Required task
Reproduce all of the records below line for line, without changing any character.

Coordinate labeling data
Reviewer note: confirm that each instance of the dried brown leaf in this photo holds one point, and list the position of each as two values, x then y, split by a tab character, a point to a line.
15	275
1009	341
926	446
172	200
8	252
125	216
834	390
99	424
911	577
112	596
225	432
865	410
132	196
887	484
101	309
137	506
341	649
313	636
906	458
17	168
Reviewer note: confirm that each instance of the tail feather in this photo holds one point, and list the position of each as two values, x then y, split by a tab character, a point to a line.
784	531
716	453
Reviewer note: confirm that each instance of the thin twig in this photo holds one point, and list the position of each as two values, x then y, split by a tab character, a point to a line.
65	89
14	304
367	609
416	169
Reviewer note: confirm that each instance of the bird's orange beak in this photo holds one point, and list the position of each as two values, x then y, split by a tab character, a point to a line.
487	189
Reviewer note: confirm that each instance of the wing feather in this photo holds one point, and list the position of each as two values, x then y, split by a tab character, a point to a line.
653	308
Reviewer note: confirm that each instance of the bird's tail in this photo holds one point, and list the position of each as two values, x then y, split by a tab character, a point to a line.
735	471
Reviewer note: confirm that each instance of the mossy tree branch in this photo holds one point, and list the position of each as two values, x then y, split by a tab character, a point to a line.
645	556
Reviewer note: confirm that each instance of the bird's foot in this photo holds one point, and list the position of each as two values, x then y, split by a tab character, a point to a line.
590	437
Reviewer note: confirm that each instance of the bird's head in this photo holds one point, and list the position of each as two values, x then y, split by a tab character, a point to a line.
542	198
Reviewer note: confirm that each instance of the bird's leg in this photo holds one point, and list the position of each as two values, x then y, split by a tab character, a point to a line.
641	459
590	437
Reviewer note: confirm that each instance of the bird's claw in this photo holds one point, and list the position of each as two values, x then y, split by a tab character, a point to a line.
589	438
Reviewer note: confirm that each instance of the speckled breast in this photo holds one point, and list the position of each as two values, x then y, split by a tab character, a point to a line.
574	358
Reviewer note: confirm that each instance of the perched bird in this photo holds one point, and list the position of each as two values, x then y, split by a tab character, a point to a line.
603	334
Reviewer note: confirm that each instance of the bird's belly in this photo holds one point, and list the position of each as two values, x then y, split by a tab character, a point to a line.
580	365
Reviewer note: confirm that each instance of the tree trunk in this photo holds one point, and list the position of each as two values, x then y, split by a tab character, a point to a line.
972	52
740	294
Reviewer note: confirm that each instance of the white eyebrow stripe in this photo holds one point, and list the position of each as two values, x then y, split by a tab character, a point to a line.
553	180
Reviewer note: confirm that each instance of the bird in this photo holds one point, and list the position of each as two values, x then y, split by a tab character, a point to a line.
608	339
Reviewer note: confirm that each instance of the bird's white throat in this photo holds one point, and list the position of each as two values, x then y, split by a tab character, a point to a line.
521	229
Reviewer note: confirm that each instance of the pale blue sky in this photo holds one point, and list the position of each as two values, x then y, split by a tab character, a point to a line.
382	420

Final answer
Reviewer note: confirm that each instance of the dried brown leaf in this photo holds one point, and list the position of each as two values, x then y, split by a tab character, a point to a line.
15	275
1009	341
926	446
172	200
8	252
125	216
834	390
99	424
911	577
112	596
225	432
865	410
132	196
887	484
101	309
137	506
341	649
313	636
906	458
17	168
Reviewer note: confirm that each instance of the tail feather in this photo holds one point, and list the position of each as two values, x then y, split by a tab character, a point to a line.
784	531
716	453
Reviewer note: confirm that each instance of the thin twig in this photo holds one point, and list the position of each as two values, x then y, split by a tab character, a point to a line.
65	89
14	304
367	609
416	169
Reviewer note: confirm that each instance of the bird's orange beak in this photo holds one point, and list the position of each as two values, x then y, split by a tab character, a point to a line.
487	189
Reviewer note: confirm that each instance of the wing feather in this photo holds one point, and list the position of each as two values, x then y, split by a tab character, a point to a line.
653	308
Reviewer note: confirm that each instance of the bird's tail in this photo holds one point, and list the position of each as two values, x then y, split by a tab character, a point to a line.
735	471
Reviewer note: confirm that each instance of the mossy tree branch in this photo holds one point, and list the position of each as two values, x then y, split by a tab character, a point to a line.
645	556
Reviewer note: confirm that each instance of the bird's foot in this photo holds one point, and list the position of each as two values, x then y, split by a tab character, a point to a line.
590	437
Reviewer note: confirm that each instance of the bird's head in this photo holds one point, and list the position of each as two values, x then y, split by a tab character, a point to a line.
542	198
Reviewer note: confirm that each instance of the bird's leg in this photo holds one point, and list the position of each as two values, x then y, split by a tab character, a point to a line.
641	459
590	437
Reviewer note: confirm that each instance of the bird's claw in this photo holds one point, and list the position of each as two values, x then y, split by a tab character, a point to a line.
589	438
Reviewer note: confirm that each instance of the speckled breast in this photo holds one point, and list the position of each as two values, x then y, split by a tab character, a point to a line.
574	358
Reviewer note: confirm that each instance of the perched bird in this photo holds one point, and list the position of each as two values, x then y, split by a tab character, a point to a line.
603	334
Reviewer note: confirm that each instance of the bird's belly in this photo holds one point, and list the position of each as two values, x then y, split by a tab character, a point to a line.
580	365
Reviewer note: confirm that each instance of the tree trunk in this photo holds one point, and list the position of each as two values, x then y, split by a tab character, a point to a line.
972	52
740	294
Reviewer note: confirm that each instance of the white eyebrow stripe in this photo holds one point, and list the position of each as two values, x then y, split by a tab character, a point to a line.
553	180
Reviewer note: confirm that each instance of the bird in this photo holds one point, and list the position of each as two values, x then y, split by a tab character, a point to a line.
608	339
Reviewer note: confirm that each instance of the bird's white throat in this photo holds one point, and list the position of each as two values, x then y, split by a tab character, a point to a line.
521	229
Reviewer note: confirm that each instance of the pale blue sky in this photo holds one point, and list the position of each as two values, x then y, split by a tab character, a point to a line.
382	420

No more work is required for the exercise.